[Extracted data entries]
## begin

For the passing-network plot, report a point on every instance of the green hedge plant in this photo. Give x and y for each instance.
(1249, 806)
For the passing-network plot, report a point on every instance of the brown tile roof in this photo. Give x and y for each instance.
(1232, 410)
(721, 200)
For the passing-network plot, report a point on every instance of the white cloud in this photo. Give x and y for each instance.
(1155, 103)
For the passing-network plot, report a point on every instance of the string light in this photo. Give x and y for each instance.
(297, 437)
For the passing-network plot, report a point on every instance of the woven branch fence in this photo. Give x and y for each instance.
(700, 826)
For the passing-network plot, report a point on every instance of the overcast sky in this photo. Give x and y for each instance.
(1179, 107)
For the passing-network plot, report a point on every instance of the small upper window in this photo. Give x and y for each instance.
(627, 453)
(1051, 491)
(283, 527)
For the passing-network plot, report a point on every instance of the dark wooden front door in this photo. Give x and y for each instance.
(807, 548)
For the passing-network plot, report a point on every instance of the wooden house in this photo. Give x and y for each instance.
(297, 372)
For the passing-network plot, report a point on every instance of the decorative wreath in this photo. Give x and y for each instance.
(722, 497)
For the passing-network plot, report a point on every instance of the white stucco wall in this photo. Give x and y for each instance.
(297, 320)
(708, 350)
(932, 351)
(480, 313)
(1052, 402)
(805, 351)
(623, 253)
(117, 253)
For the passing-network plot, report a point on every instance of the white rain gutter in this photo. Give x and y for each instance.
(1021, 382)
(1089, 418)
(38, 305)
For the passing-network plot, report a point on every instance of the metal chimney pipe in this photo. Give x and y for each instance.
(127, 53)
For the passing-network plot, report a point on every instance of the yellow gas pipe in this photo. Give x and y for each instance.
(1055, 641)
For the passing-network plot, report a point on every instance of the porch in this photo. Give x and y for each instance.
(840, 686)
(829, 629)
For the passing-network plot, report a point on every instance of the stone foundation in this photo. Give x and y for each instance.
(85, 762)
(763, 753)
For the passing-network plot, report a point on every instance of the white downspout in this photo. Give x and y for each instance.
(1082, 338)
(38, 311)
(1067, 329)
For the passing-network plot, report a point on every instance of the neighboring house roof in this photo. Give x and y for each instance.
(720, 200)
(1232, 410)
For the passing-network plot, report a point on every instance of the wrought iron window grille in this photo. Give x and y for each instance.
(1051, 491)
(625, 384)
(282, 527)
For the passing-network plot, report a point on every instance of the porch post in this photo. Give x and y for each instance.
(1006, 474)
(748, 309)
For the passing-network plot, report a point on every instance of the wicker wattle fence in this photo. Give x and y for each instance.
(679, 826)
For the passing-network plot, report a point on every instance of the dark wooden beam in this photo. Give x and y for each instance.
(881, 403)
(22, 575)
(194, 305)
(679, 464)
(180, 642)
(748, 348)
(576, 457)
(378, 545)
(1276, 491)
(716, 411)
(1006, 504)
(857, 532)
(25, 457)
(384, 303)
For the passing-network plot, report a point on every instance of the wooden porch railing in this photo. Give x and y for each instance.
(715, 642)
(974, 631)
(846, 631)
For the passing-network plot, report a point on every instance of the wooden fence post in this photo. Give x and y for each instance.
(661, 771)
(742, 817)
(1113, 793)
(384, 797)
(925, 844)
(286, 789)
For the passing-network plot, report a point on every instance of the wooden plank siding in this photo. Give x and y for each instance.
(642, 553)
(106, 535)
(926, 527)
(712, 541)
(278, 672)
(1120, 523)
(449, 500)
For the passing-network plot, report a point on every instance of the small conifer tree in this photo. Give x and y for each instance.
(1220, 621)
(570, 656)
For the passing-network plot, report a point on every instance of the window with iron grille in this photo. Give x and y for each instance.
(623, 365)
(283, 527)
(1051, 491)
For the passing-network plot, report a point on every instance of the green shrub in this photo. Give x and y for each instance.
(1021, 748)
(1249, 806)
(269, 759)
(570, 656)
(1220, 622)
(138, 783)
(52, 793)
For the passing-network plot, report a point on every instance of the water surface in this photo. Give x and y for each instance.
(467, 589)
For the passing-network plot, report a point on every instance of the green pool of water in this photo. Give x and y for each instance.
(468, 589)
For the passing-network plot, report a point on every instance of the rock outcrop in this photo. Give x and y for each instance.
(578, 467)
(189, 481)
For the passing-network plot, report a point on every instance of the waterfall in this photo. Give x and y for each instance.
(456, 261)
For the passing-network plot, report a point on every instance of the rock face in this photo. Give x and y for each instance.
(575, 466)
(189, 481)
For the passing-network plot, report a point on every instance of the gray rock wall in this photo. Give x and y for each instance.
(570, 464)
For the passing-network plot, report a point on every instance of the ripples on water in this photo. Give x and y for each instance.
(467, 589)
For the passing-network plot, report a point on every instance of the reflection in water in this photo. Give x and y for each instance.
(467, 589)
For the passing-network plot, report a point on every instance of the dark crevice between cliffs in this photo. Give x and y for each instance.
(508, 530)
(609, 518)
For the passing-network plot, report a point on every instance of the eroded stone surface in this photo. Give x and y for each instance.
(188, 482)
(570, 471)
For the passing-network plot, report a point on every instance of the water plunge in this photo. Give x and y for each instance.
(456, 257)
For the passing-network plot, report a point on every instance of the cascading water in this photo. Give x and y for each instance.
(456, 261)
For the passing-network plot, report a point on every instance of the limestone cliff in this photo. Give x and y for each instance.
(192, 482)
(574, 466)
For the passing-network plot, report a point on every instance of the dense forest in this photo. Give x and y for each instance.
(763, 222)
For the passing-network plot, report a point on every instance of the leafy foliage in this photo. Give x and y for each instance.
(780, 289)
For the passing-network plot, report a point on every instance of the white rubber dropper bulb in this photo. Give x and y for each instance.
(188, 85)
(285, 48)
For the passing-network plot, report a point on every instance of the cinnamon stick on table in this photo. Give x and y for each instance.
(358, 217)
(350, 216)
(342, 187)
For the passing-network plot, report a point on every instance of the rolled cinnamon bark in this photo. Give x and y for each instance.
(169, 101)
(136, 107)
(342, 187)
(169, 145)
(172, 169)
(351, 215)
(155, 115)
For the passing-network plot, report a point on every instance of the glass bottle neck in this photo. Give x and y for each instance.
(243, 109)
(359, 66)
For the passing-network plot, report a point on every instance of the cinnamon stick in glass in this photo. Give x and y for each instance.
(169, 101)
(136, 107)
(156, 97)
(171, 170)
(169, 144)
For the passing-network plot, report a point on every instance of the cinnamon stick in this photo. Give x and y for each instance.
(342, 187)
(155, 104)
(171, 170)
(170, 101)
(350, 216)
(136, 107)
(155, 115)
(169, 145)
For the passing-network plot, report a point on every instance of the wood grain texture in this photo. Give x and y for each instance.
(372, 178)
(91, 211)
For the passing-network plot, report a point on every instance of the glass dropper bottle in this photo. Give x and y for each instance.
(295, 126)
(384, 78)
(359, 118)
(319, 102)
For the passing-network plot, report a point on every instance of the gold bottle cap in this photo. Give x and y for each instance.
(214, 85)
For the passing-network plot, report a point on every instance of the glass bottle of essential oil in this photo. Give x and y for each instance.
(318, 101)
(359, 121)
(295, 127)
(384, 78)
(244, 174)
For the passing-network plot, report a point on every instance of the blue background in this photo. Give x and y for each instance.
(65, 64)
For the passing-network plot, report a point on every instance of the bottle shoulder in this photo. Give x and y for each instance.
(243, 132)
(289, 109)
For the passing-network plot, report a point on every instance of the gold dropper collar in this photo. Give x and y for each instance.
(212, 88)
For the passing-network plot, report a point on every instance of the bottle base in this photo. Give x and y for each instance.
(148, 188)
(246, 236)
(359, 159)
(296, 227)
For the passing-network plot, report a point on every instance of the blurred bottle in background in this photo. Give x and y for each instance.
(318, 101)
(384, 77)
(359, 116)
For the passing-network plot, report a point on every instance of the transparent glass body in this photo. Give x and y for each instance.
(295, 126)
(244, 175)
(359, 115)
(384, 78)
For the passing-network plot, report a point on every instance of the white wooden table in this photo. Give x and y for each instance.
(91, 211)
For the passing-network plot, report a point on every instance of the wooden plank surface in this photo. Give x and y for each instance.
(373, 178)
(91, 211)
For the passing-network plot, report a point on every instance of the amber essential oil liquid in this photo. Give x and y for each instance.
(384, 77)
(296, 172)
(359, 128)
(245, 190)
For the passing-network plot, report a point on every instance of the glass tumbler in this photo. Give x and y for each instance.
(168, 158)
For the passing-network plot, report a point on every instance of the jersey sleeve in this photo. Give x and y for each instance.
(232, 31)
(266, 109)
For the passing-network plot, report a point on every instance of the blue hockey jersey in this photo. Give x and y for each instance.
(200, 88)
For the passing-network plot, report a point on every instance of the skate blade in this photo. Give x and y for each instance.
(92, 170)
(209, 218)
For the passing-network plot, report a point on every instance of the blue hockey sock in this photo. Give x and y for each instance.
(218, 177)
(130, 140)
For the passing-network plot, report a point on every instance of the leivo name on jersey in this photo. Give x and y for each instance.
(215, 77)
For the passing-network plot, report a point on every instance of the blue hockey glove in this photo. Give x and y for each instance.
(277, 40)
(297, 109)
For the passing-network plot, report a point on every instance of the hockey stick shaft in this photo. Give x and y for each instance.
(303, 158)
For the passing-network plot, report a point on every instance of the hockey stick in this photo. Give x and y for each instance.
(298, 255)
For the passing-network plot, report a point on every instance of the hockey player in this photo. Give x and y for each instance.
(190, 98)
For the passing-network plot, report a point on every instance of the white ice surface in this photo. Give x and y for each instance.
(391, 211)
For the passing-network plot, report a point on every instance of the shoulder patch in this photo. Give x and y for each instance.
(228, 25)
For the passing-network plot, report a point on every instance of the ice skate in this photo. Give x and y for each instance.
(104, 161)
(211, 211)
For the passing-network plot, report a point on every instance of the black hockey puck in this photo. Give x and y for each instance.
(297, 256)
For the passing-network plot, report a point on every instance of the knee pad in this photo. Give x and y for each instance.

## end

▶ DESCRIPTION OF THE TASK
Update the stretch of the records from the line that contains "the small upper" through the line that contains "(1067, 329)", changing "white stucco wall" to "white plaster wall" and keeping everything else the same. Return only those lines.

▶ TASK RESULT
For the passing-network plot, report a point on every instance of the small upper window in this photo. Give x and y for each instance.
(627, 453)
(1051, 491)
(283, 527)
For the passing-network plot, report a point on every instance of the dark wooden front door in this photo. Give x and y for each instance.
(807, 548)
For the passing-network plot, report a point on every instance of the wooden house in this photo. Give x and y for each instance.
(297, 372)
For the passing-network plot, report a point on every instance of the decorative wreath in this photo. Give x and y for each instance.
(722, 497)
For the passing-network plot, report a point on every instance of the white plaster wall in this photo. Give x and y for each instance.
(297, 320)
(708, 350)
(932, 351)
(480, 313)
(1052, 402)
(805, 351)
(623, 253)
(117, 253)
For the passing-network plot, report a point on every instance of the white rain gutter in this photo. Give x and y for each instance.
(1021, 382)
(1089, 418)
(38, 305)
For the passing-network plot, report a point on every instance of the metal chimney pipe in this photo. Give x and y for each instance.
(127, 53)
For the passing-network plot, report a point on every instance of the yellow gas pipe in this photo. Give x and y for each instance.
(1055, 641)
For the passing-network plot, report a point on every instance of the porch in this photo. Give x and y for each instance.
(840, 686)
(829, 629)
For the passing-network plot, report a point on every instance of the stone foundation in this photo. Give x and y for each instance.
(85, 762)
(763, 753)
For the passing-network plot, report a point on every instance of the white downspout in this photo. Give x and y for each instance.
(1082, 338)
(38, 311)
(1067, 329)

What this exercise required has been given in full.